═════ RECORDS PROVIDED ═════

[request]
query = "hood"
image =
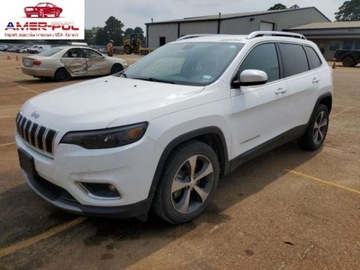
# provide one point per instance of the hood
(97, 103)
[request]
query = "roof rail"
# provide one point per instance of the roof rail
(274, 33)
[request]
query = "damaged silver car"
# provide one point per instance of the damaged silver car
(64, 63)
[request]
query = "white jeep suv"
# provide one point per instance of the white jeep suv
(160, 134)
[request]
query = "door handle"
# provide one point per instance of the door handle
(280, 91)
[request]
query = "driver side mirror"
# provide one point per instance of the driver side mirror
(249, 77)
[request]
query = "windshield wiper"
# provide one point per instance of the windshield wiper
(151, 79)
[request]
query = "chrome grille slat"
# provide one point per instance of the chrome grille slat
(40, 137)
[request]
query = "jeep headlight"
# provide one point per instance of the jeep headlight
(106, 138)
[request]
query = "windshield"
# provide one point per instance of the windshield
(50, 52)
(188, 63)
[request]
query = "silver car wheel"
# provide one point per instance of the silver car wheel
(192, 184)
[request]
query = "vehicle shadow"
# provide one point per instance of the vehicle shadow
(27, 215)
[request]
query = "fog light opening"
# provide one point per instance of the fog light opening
(102, 191)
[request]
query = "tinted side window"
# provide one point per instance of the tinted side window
(294, 59)
(263, 57)
(313, 57)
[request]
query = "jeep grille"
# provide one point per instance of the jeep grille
(40, 137)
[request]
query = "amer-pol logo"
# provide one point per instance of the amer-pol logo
(43, 20)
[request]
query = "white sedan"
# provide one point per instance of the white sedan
(63, 63)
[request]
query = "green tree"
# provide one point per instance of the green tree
(128, 32)
(277, 7)
(89, 36)
(349, 11)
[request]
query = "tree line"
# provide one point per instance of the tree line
(348, 11)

═════

The expected response is every entry above, repeated exactly, pictures removed.

[request]
query = "hood"
image =
# provide one point per instance of the hood
(97, 103)
[request]
query = "roof rail"
# provide one point per instance of the roof rail
(274, 33)
[request]
query = "damaged silver car"
# provide one point per instance of the damaged silver car
(64, 63)
[request]
query = "white jeep suv"
# provide one point per instance of the white jeep suv
(160, 134)
[request]
query = "door handle"
# provide one point per instance of the door handle
(280, 91)
[request]
query = "driver side mirror"
# provide one point per instance of the driver side mirror
(249, 77)
[request]
query = "windshield wiper"
# provide one point per instance of the windshield wiper
(151, 79)
[request]
query = "chrome grille slat"
# provide one point per instance of the chrome grille slat
(40, 137)
[request]
query = "jeep headlight"
# provide one point per instance of the jeep headlight
(106, 138)
[request]
query = "windshield"
# provide one point per instance of the windshield
(50, 52)
(188, 63)
[request]
query = "silver car wheel"
# provide one point per instance of the silver car wheel
(192, 184)
[request]
query = "vehicle shadow"
# provide one point per instance of the vehicle shadow
(27, 215)
[request]
query = "fog light opening"
# provide one point per instance of the fog light opening
(102, 191)
[request]
query = "tinted side window"
# provide one point per instance of the tinted side window
(294, 59)
(263, 57)
(313, 57)
[request]
query = "jeep grille"
# provide one point per instance of the jeep grille
(40, 137)
[request]
query = "amer-pol logo"
# provide one point per instance of the amer-pol logo
(43, 20)
[request]
query = "white sedan"
# provide one point per instance of the white sedan
(63, 63)
[request]
query = "green tree"
# provide one point per instance of the green tree
(128, 32)
(277, 7)
(89, 36)
(349, 11)
[request]
query = "tree line"
# provide one point per instance of the tree line
(348, 11)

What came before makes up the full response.